### Goal
Please print all of the material below, word for word.

### Information given
━━━━━━━━
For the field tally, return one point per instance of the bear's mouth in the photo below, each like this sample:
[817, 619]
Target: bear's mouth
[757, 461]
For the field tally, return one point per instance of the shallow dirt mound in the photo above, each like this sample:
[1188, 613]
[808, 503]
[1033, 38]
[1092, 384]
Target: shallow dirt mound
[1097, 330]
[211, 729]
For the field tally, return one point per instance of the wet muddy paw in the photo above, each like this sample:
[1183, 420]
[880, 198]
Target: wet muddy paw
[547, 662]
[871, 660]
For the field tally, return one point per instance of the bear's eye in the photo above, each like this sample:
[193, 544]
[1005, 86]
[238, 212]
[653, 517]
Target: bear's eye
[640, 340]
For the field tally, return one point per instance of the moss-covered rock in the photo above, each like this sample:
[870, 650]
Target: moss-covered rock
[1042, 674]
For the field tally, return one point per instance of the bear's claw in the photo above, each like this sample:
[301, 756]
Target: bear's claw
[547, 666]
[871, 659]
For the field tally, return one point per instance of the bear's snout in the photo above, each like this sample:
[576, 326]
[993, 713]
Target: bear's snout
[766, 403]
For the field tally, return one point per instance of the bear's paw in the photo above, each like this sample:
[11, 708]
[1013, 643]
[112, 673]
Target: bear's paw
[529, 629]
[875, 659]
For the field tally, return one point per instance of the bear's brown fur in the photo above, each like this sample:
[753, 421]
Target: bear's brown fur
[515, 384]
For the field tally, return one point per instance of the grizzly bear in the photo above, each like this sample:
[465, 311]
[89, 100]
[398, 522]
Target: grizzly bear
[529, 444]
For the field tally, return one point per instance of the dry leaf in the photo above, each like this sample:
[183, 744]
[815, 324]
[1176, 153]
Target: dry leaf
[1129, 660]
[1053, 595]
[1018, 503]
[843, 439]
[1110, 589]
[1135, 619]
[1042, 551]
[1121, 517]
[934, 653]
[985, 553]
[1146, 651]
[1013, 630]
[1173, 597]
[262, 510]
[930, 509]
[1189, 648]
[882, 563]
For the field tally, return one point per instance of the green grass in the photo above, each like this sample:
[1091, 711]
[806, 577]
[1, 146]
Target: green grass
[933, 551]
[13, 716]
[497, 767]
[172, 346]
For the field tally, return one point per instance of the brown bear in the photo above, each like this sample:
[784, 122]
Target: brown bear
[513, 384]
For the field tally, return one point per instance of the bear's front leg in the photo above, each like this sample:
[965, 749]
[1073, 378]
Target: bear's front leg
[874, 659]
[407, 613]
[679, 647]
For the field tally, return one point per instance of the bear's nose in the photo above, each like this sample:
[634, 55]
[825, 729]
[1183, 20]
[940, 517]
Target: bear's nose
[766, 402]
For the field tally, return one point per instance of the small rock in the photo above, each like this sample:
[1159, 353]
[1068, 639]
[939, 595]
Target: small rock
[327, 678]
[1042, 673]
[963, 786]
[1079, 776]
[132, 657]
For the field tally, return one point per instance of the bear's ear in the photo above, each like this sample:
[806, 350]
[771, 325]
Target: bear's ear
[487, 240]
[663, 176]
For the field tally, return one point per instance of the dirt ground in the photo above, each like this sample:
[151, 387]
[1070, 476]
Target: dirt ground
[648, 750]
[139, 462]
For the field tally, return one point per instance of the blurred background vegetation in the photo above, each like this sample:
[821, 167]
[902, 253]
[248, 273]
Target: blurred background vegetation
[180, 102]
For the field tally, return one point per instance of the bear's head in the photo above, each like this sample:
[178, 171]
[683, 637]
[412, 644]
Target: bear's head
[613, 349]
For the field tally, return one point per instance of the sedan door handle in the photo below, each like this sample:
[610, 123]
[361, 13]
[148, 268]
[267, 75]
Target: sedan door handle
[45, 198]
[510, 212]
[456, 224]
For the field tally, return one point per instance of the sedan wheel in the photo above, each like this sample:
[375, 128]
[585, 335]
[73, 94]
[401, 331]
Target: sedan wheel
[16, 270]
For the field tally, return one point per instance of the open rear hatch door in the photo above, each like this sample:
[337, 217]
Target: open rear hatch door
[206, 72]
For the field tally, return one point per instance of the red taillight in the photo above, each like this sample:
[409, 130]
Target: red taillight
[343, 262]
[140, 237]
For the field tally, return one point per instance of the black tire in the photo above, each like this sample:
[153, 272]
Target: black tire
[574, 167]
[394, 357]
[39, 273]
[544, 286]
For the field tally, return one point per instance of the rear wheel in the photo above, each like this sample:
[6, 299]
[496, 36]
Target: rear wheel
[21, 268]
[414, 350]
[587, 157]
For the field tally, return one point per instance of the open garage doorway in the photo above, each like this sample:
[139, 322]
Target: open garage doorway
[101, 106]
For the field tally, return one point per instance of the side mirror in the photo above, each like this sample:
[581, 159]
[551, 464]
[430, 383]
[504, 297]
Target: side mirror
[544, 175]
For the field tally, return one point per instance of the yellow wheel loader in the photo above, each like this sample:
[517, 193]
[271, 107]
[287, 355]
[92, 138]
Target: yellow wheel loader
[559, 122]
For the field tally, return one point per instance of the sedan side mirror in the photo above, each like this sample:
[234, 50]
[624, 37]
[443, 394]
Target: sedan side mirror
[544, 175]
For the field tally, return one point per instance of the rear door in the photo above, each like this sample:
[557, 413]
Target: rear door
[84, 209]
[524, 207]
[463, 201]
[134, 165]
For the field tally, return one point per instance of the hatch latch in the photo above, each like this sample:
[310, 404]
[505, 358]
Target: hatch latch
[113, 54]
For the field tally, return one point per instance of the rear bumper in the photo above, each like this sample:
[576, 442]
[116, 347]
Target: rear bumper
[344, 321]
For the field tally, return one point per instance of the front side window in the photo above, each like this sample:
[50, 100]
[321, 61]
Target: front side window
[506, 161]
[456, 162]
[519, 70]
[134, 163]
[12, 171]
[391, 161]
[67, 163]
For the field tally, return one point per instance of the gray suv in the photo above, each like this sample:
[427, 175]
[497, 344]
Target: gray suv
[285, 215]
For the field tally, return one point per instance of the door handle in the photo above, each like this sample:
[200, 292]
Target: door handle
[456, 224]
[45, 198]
━━━━━━━━
### Written response
For the field tally, return one point per instance of the bear's mouth in the photo below, each like this sample:
[817, 619]
Target: bear's mouth
[757, 461]
For the field tally, return one point per instance of the shallow dirt mound in the photo above, each like this sample:
[1188, 613]
[808, 503]
[1033, 38]
[1092, 384]
Target: shallow dirt mound
[1097, 330]
[211, 729]
For the field tally, return one point per instance of the wet muddy paw in the photo above, each like this sample:
[1183, 420]
[880, 198]
Target: wet muddy paw
[547, 662]
[871, 660]
For the field tally, return one point per instance of the bear's eye in the photo above, each like this sample:
[193, 544]
[1005, 86]
[238, 212]
[653, 517]
Target: bear's eye
[640, 340]
For the field tally, return one point per instance of the moss-covered rock in the photo above, each like this sample:
[870, 650]
Target: moss-covered rock
[1042, 674]
For the field tally, return one point per instance of the bear's claw in the photo above, each like this sample:
[301, 756]
Target: bear's claw
[547, 666]
[871, 659]
For the field tally, return one point per instance of the bear's snout in the photo above, each like this sample:
[576, 326]
[993, 713]
Target: bear's snout
[766, 403]
For the field tally, return one point per instance of the bear's paw in the photo above, each like this sample:
[11, 708]
[1013, 643]
[112, 673]
Target: bear's paw
[529, 629]
[875, 659]
For the field tally, return one point per instance of the bear's brown fur in the photo above, each like this sample:
[753, 421]
Target: bear's brown fur
[515, 384]
For the field tally, return one point per instance of the grizzly bear in the photo above, each like this sample:
[465, 311]
[89, 100]
[398, 522]
Target: grizzly bear
[529, 444]
For the field tally, return one point per instance of the dry leaf in the photo above, each like this sample:
[183, 744]
[815, 324]
[1176, 153]
Target: dry leaf
[1129, 660]
[1053, 595]
[1018, 503]
[843, 439]
[1110, 589]
[1135, 619]
[1042, 551]
[1121, 517]
[934, 653]
[985, 553]
[1146, 651]
[1013, 630]
[1173, 597]
[262, 510]
[930, 509]
[1189, 648]
[882, 563]
For the field tally, return one point per instance of the green grass in the photo above, each like this sample:
[1091, 711]
[806, 577]
[1, 146]
Target: green grass
[933, 551]
[13, 716]
[497, 767]
[172, 346]
For the field tally, return one point per instance of the brown bear in the photo above, each like this sample:
[784, 122]
Target: brown bear
[513, 384]
For the field tally, return one point per instance of the bear's front leg in the photo above, each like this sample:
[965, 749]
[1073, 378]
Target: bear's front leg
[874, 659]
[407, 613]
[679, 647]
For the field tally, return one point per instance of the bear's nose in the photo above, each like this sample:
[634, 55]
[825, 729]
[1183, 20]
[940, 517]
Target: bear's nose
[766, 402]
For the field tally, return one point per instance of the small rock in the photo above, each like this sample:
[1159, 353]
[1068, 639]
[939, 595]
Target: small rock
[327, 678]
[1042, 673]
[963, 786]
[1079, 776]
[132, 657]
For the field tally, return one point per instance of the bear's ear in the photo above, each like this sample:
[806, 350]
[771, 325]
Target: bear's ear
[487, 240]
[663, 176]
For the field tally, return one point per instance of the dirt ground in the photo above, each like this sample:
[151, 387]
[1070, 476]
Target: dirt ground
[648, 750]
[139, 462]
For the field tally, return one point per instance of the blurred background vegetation in the photo above, each like this sample:
[821, 167]
[902, 253]
[248, 273]
Target: blurred background vegetation
[180, 102]
For the field tally, return one point per instance of the bear's head in the photo above, each like this sample:
[178, 171]
[683, 637]
[412, 644]
Target: bear's head
[613, 349]
For the field tally, return one point per instance of the sedan door handle in the photo below, each like this sample:
[610, 123]
[361, 13]
[148, 268]
[267, 75]
Target: sedan door handle
[45, 198]
[510, 212]
[456, 224]
For the field tally, return one point per instance of the sedan wheel in the photo above, each like this sample:
[375, 128]
[585, 335]
[73, 94]
[401, 331]
Target: sedan wheel
[16, 270]
For the field tally, return one point per instance of the open rear hatch door in the photo above, each like this sample:
[337, 217]
Target: open rear hatch door
[206, 72]
For the field tally, return one point per instance of the red taillight in the photo above, each like this sample:
[409, 130]
Target: red taillight
[343, 262]
[140, 237]
For the field tally, return one point per instance of the black tire in the photo above, each like this sample:
[153, 272]
Target: black tire
[574, 167]
[394, 357]
[39, 273]
[544, 286]
For the field tally, return one point per instance of the rear wheel in the photo above, each like this sample:
[6, 299]
[496, 36]
Target: rear wheel
[21, 268]
[414, 350]
[587, 157]
For the field tally, return one point per instance of the open garage doorway in the photo above, each like this sample:
[139, 322]
Target: open garage doorway
[101, 106]
For the field tally, return one point per instance of the side mirror in the photo above, each like this sample:
[581, 159]
[551, 464]
[430, 383]
[504, 297]
Target: side mirror
[544, 175]
For the field tally, return one point per instance of the yellow wheel loader in the photo above, each like this sample:
[517, 193]
[271, 107]
[287, 355]
[92, 138]
Target: yellow wheel loader
[559, 122]
For the field tally, return one point per instance of the sedan side mirror in the photo above, each like this sample:
[234, 50]
[624, 37]
[443, 394]
Target: sedan side mirror
[544, 175]
For the field tally, return one point per instance of the rear door in the photo above, each like this sample:
[557, 413]
Target: rear door
[84, 209]
[524, 207]
[463, 201]
[134, 165]
For the field tally, return one point per instance of the hatch latch in the photo above, each like this sample:
[310, 404]
[505, 358]
Target: hatch latch
[113, 54]
For the field tally, return one point per instance of the rear bumper in the photo above, each like this sample:
[576, 442]
[116, 347]
Target: rear bumper
[344, 321]
For the field tally, return one point per instance of the front side window in the photo above, each like this sample:
[50, 100]
[321, 61]
Target: front side window
[506, 161]
[456, 162]
[519, 70]
[134, 163]
[12, 171]
[391, 161]
[67, 163]
For the field tally, return one point per instance of the gray suv in the photo above, each like this sample:
[427, 175]
[497, 344]
Target: gray suv
[285, 215]
For the field tally, return one point per instance of the door handle in the photo above, each like this sample:
[200, 292]
Target: door handle
[456, 224]
[45, 198]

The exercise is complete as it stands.